Region pointing data:
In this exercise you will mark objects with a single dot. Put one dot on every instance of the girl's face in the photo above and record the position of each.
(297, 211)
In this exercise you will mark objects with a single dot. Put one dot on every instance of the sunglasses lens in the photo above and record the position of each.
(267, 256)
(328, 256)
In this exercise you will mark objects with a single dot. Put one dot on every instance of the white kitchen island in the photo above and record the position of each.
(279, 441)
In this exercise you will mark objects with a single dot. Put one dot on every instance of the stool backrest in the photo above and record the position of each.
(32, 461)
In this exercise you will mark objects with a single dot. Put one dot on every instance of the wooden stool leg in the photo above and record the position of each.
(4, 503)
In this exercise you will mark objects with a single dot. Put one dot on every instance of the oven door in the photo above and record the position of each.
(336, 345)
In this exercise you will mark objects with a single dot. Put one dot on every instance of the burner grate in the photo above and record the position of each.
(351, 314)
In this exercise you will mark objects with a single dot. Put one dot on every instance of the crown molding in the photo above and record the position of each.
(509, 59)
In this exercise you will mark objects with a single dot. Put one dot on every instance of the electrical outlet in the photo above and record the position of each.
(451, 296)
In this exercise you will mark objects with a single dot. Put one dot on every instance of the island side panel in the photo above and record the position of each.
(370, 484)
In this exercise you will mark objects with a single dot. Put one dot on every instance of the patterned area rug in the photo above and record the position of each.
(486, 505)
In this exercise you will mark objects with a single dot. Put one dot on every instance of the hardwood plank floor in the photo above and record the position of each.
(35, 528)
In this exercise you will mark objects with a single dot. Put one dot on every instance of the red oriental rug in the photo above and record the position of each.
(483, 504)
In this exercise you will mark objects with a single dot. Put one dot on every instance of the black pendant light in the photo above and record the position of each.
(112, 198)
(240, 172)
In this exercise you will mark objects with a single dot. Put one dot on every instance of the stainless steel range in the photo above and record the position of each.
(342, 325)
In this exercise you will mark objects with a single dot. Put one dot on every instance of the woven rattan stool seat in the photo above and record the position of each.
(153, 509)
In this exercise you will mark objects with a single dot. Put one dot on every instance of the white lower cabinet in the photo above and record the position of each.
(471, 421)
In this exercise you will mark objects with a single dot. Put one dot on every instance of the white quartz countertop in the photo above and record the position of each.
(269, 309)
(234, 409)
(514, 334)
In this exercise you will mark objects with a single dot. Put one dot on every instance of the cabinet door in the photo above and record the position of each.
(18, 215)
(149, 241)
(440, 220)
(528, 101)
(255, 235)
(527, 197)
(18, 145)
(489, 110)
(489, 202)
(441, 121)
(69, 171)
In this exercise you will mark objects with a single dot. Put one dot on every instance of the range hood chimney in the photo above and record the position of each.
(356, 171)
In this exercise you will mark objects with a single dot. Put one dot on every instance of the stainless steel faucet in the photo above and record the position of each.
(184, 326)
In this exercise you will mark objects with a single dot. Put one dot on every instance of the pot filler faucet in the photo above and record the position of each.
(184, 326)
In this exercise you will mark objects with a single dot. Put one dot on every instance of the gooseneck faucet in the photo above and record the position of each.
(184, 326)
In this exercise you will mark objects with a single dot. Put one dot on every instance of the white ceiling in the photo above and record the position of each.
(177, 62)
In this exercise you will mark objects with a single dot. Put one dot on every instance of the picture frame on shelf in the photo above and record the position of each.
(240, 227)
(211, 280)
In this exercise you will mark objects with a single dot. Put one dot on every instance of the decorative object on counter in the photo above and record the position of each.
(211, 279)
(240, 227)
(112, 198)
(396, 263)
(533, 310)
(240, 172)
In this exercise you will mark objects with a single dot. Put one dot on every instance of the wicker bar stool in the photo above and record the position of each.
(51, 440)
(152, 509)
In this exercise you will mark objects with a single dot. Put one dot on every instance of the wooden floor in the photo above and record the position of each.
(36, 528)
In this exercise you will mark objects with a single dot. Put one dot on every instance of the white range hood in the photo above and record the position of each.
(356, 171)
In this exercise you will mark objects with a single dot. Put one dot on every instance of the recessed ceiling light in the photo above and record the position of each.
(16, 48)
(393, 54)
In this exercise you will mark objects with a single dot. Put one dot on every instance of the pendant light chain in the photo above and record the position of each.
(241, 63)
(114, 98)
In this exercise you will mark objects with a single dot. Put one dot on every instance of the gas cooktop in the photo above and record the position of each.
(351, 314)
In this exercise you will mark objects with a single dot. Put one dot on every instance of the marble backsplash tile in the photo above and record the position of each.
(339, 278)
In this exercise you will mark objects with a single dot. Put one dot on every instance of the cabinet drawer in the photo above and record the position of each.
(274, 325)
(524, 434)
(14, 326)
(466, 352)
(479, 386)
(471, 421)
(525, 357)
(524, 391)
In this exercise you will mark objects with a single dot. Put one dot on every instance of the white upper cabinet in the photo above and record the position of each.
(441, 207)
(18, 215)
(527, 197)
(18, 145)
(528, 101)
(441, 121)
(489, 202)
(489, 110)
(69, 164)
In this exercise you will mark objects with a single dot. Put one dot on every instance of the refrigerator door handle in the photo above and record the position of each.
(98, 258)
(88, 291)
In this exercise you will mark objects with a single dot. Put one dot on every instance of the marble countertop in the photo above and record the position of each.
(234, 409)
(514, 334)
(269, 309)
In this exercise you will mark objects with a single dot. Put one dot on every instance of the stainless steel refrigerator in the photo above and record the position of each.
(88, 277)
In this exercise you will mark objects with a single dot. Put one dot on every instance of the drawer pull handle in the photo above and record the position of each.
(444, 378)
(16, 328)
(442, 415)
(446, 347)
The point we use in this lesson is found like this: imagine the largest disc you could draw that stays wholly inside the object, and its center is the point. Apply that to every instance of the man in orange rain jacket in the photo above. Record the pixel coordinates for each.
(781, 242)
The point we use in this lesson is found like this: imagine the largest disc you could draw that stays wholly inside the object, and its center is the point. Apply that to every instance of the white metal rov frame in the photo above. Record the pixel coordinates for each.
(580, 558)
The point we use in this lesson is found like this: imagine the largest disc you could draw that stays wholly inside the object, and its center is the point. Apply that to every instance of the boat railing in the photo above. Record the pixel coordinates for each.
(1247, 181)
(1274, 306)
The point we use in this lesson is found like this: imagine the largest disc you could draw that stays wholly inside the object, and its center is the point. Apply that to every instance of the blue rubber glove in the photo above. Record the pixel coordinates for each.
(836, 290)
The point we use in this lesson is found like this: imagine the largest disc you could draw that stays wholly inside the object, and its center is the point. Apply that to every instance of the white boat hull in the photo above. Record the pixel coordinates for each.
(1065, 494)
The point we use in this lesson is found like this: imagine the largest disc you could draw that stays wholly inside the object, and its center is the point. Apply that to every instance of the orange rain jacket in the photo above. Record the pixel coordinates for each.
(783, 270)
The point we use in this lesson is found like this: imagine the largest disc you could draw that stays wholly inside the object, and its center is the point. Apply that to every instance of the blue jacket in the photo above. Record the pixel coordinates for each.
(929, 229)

Assignment: Write out every line from the records above, word for word.

Written response:
In this exercise you will mark objects with a single dot. Put one dot on every instance of the girl's face in the photo above and record the position of each.
(297, 211)
In this exercise you will mark objects with a single dot. Put one dot on every instance of the sunglasses lens in the photo above and record the position of each.
(267, 256)
(328, 256)
In this exercise you will mark objects with a single dot. Put one dot on every instance of the white kitchen island in the photo above and record the position of each.
(279, 441)
In this exercise you will mark objects with a single dot. Put one dot on every instance of the stool backrest in the photo above and record the position of each.
(32, 461)
In this exercise you will mark objects with a single dot. Put one dot on every instance of the wooden stool leg in the photo above and record the position of each.
(4, 503)
In this exercise you will mark objects with a single dot. Put one dot on every instance of the oven door in the photo above and record the position of each.
(336, 345)
In this exercise you will mark objects with a single dot. Put one dot on every instance of the burner grate in the photo above and record the position of each.
(351, 314)
In this exercise you will mark objects with a single dot. Put one dot on every instance of the crown molding in the photo above and record the position of each.
(509, 59)
In this exercise you will mark objects with a single dot. Put one dot on every instance of the electrical outlet in the photo above and record the position of each.
(451, 296)
In this exercise you will mark objects with a single dot. Put one dot on every instance of the island side panel in the photo above and record the position of each.
(370, 484)
In this exercise you will mark objects with a single dot. Put one dot on every instance of the patterned area rug in the photo above and record the position of each.
(486, 505)
In this exercise you will mark objects with a single dot. Put one dot on every instance of the hardwood plank floor in the photo above and record the position of each.
(35, 528)
In this exercise you will mark objects with a single dot. Put one dot on every instance of the red oriental rug in the photo above and record the position of each.
(483, 504)
In this exercise you will mark objects with a single dot. Put one dot on every instance of the black pendant light in the photo above and record the position of each.
(112, 198)
(240, 172)
In this exercise you will mark objects with a single dot. Put one dot on every instance of the stainless steel range in the photo above and record the position of each.
(342, 325)
In this exercise you will mark objects with a single dot. Put one dot on every instance of the woven rattan stool seat in the photo above and record the position of each.
(153, 509)
In this exercise you will mark objects with a single dot. Put one dot on every instance of the white lower cabinet in the photo above and record the position of each.
(471, 421)
In this exercise you will mark objects with a single dot. Put one dot on every instance of the white quartz countertop in the photo above and record the position of each.
(269, 309)
(234, 409)
(514, 334)
In this exercise you will mark objects with a single dot. Put one dot on every instance of the cabinet door in the photo above and record the position of each.
(18, 215)
(149, 241)
(440, 220)
(528, 101)
(255, 235)
(527, 197)
(18, 145)
(489, 110)
(489, 202)
(441, 121)
(69, 171)
In this exercise you will mark objects with a single dot. Put one dot on every instance of the range hood chimney in the photo above and record the position of each.
(356, 171)
In this exercise you will mark objects with a single dot. Put one dot on every instance of the stainless steel faucet in the photo above and record the position of each.
(184, 326)
In this exercise you will mark objects with a single dot. Put one dot on every instance of the pot filler faucet in the photo above and record the position of each.
(184, 326)
In this exercise you will mark objects with a single dot. Put one dot on every instance of the gooseneck faucet in the photo above and record the position of each.
(184, 326)
In this exercise you will mark objects with a single dot. Put one dot on every instance of the white ceiling in the photo above and record the position of each.
(177, 62)
In this exercise you will mark objects with a single dot. Put one dot on every instance of the picture frame on shelf in the photo above and record the position of each.
(240, 227)
(211, 280)
In this exercise you will mark objects with a single dot. Put one dot on every instance of the decorative object on counter in the photo above and record the position of each.
(211, 279)
(240, 227)
(112, 198)
(396, 263)
(533, 310)
(240, 172)
In this exercise you will mark objects with a single dot. Put one dot on every instance of the wicker bar stool in the photo above and record the position of each.
(51, 440)
(152, 509)
In this exercise you will mark objects with a single dot. Put one dot on every instance of the wooden floor in the photo above and record the position of each.
(36, 528)
In this exercise you will mark objects with a single dot. Put one dot on every instance of the white range hood in the photo above and record the position of each.
(356, 171)
In this exercise you will mark objects with a single dot. Put one dot on every instance of the recessed ceiling light in the photo above and record the position of each.
(16, 48)
(393, 54)
In this exercise you will mark objects with a single dot. Put one dot on every instance of the pendant light chain in the photo above and record the position of each.
(241, 63)
(114, 98)
In this exercise you will mark objects with a single dot. Put one dot on every instance of the gas cooktop in the photo above and record the position of each.
(351, 314)
In this exercise you will mark objects with a single dot. Put one dot on every instance of the marble backsplash tile in the photo above and record the position of each.
(339, 278)
In this exercise you will mark objects with a single dot. Put one dot on every instance of the cabinet drawer in the photo above and record the position of each.
(274, 325)
(524, 434)
(14, 326)
(466, 352)
(479, 386)
(471, 421)
(525, 357)
(524, 391)
In this exercise you will mark objects with a single dot. Put one dot on every instance of the white upper cabinet in the photo above and record the position of each.
(441, 207)
(18, 215)
(527, 197)
(18, 145)
(528, 101)
(441, 121)
(489, 202)
(489, 110)
(69, 164)
In this exercise you will mark objects with a single dot. Put one dot on every instance of the refrigerator door handle in the photo above and record the position of each.
(98, 258)
(88, 291)
In this exercise you will mark objects with a single dot. Put one dot on every instance of the marble countertop in the photo above and record the position of each.
(234, 409)
(514, 334)
(269, 309)
In this exercise you will mark objects with a single dot. Put one dot on every instance of the stainless steel refrigerator in the photo above and record the position of each.
(88, 277)
In this exercise you will mark objects with a single dot. Put one dot on every instance of the drawer pull handle in the photo above and record the position of each.
(444, 378)
(16, 328)
(442, 415)
(446, 347)
The point we use in this lesson is found like this: imagine the largest disc you could draw that stays wholly inside the object, and its center is the point. Apply that to every instance of the man in orange rain jacket in the photo above. Record the pixel coordinates for each.
(781, 242)
The point we use in this lesson is found like this: imagine the largest disc you could draw that stays wholly inside the object, and its center is the point. Apply that to every instance of the white metal rov frame in the photo above. Record the pixel coordinates for each.
(580, 558)
The point we use in this lesson is found like this: imagine the largest disc you could draw that stays wholly inside the object, and its center is the point. Apply that to every instance of the boat railing in the photo above. Record the pixel coordinates for each.
(1247, 181)
(1274, 306)
The point we use in this lesson is found like this: imagine the largest disc you could draw that stays wholly inside the object, and its center is the point. Apply that to every instance of the blue rubber glove in the photo above. Record the pixel coordinates for each.
(836, 290)
The point we use in this lesson is found like this: imagine the largest disc you could draw that stays wholly inside the object, and its center is the point. Apply that to every instance of the white boat hull in the photo above. Record the pixel coordinates for each.
(1065, 494)
The point we use in this lesson is found like this: imagine the largest disc you could draw that stays wholly inside the object, and its center is the point. Apply that to every instance of the orange rain jacket in the photo above. Record the pixel coordinates for each.
(783, 270)
The point we use in this lesson is found like this: imagine the largest disc you could draw that stays wholly inside the object, and its center is the point. Apply that to every instance of the blue jacket in the photo above. Record the pixel coordinates for each.
(929, 229)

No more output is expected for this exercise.